▸ TASK TO COMPLETE: Find the line that contains "on the tower" in the entries below. Output it and each later line exactly, and nothing else.

(Natural language region descriptions)

•••••

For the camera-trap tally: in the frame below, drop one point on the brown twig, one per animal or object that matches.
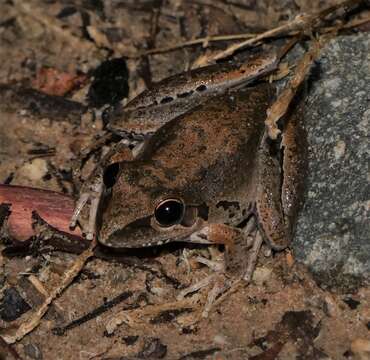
(204, 41)
(34, 320)
(280, 107)
(302, 22)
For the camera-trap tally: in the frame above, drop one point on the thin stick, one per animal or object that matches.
(279, 108)
(203, 41)
(300, 22)
(34, 320)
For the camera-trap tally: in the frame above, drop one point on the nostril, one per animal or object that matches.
(110, 175)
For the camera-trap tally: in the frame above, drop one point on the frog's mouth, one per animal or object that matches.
(141, 233)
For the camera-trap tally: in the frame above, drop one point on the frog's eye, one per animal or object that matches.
(169, 212)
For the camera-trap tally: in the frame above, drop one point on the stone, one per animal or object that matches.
(333, 228)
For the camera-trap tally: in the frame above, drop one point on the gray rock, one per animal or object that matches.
(333, 230)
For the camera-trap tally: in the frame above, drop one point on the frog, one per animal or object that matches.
(210, 176)
(155, 107)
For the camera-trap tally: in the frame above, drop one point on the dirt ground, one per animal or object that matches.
(130, 299)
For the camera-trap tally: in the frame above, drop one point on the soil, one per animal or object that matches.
(282, 314)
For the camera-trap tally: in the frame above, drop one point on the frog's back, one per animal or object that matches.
(205, 152)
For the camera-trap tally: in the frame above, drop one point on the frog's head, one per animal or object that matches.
(140, 212)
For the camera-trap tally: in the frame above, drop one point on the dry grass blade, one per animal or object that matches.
(279, 108)
(34, 320)
(302, 22)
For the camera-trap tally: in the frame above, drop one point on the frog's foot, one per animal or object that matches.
(219, 282)
(91, 192)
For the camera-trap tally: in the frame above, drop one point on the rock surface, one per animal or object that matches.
(333, 230)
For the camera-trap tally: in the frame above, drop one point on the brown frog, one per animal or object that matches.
(204, 175)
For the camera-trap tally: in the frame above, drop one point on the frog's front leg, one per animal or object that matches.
(281, 183)
(93, 188)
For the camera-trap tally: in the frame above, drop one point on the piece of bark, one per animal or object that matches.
(54, 208)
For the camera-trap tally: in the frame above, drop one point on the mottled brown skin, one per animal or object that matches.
(180, 93)
(216, 160)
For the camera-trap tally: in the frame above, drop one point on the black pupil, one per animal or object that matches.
(169, 213)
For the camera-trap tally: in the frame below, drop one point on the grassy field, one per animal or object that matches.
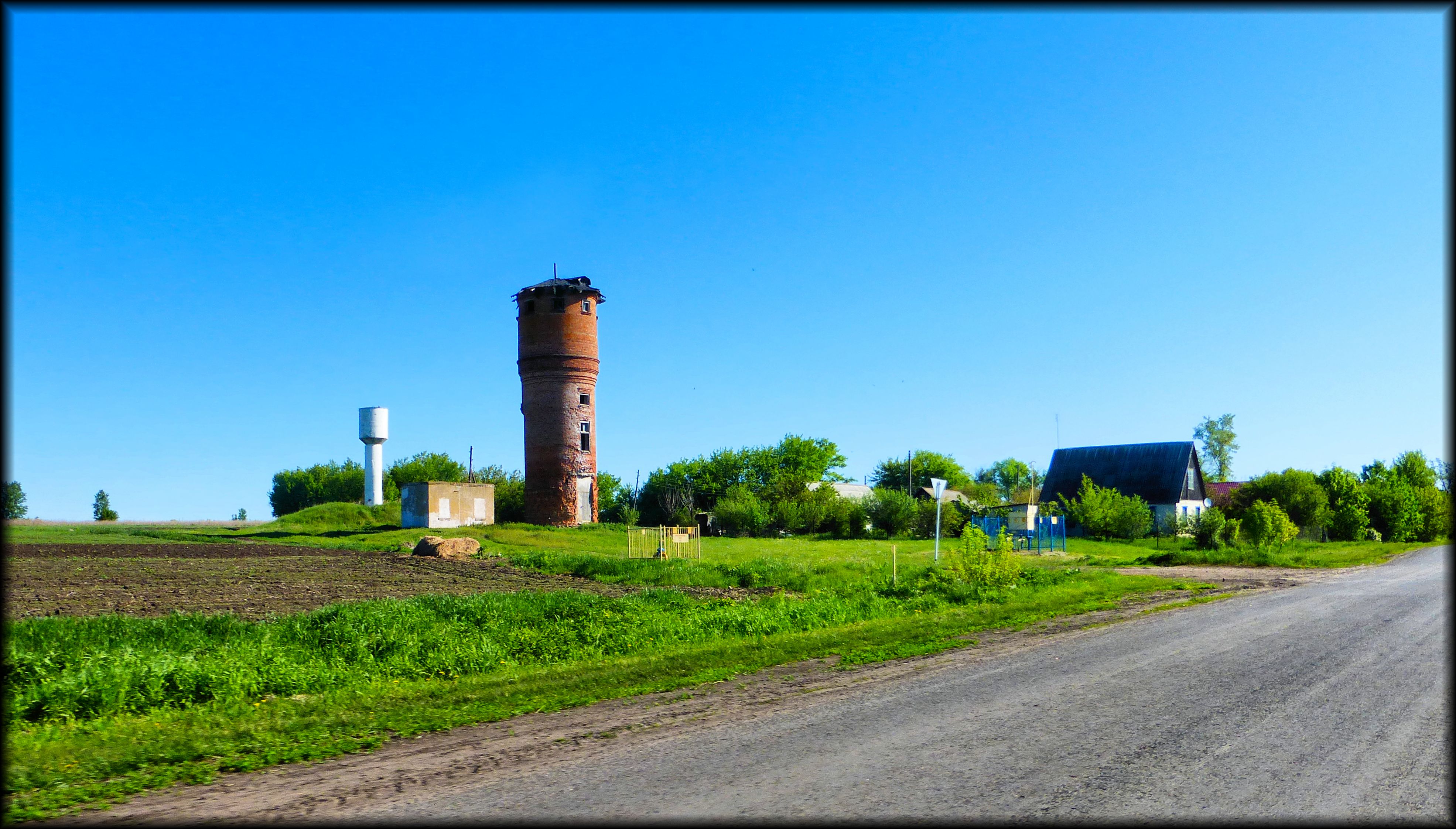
(102, 706)
(158, 702)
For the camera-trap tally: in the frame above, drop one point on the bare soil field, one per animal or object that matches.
(252, 581)
(402, 771)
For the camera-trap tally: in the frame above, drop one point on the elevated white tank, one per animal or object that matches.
(373, 431)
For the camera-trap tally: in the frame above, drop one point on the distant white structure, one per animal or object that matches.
(373, 431)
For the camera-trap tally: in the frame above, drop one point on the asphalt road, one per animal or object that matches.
(1327, 700)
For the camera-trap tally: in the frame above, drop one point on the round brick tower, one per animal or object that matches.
(557, 325)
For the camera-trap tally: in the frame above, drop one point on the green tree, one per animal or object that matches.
(1296, 491)
(321, 483)
(613, 499)
(1266, 524)
(1395, 505)
(951, 520)
(892, 511)
(847, 518)
(1414, 469)
(424, 467)
(769, 472)
(1349, 504)
(1104, 513)
(14, 501)
(1207, 528)
(898, 473)
(510, 492)
(1219, 446)
(101, 508)
(1012, 477)
(740, 513)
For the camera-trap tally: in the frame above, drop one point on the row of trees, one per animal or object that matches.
(15, 504)
(332, 482)
(759, 491)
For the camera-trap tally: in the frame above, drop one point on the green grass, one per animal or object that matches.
(57, 765)
(1293, 555)
(354, 527)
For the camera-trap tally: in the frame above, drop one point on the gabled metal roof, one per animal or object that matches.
(1152, 472)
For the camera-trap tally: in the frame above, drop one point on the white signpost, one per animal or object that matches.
(938, 486)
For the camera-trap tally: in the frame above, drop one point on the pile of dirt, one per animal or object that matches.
(257, 581)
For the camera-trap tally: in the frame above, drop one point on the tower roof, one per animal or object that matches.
(558, 285)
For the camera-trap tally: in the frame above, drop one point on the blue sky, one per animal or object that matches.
(947, 230)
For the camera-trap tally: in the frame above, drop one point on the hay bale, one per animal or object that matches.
(448, 547)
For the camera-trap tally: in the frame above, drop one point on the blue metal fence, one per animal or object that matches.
(1047, 534)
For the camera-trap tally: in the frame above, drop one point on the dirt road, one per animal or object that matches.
(1323, 700)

•••••

▸ EXERCISE OUTPUT:
For the camera-trap tally: in the frame above, drop one point on the tower roof, one per animal or object that matches.
(558, 285)
For the camera-trap tally: in the frame above, drop one point on the blue sky, one per animal or object that matches.
(947, 230)
For the camera-trap tally: in the frame above, drop one point on the hay bale, one per animal or object that matches.
(448, 547)
For the camera-trap tally: in the frame above, drop one point on the blue metal fence, one per animal or object that matches.
(1047, 534)
For the camera-trap tally: in the frame above, drop one point on the dirt road, one per animal or object that matches.
(1323, 700)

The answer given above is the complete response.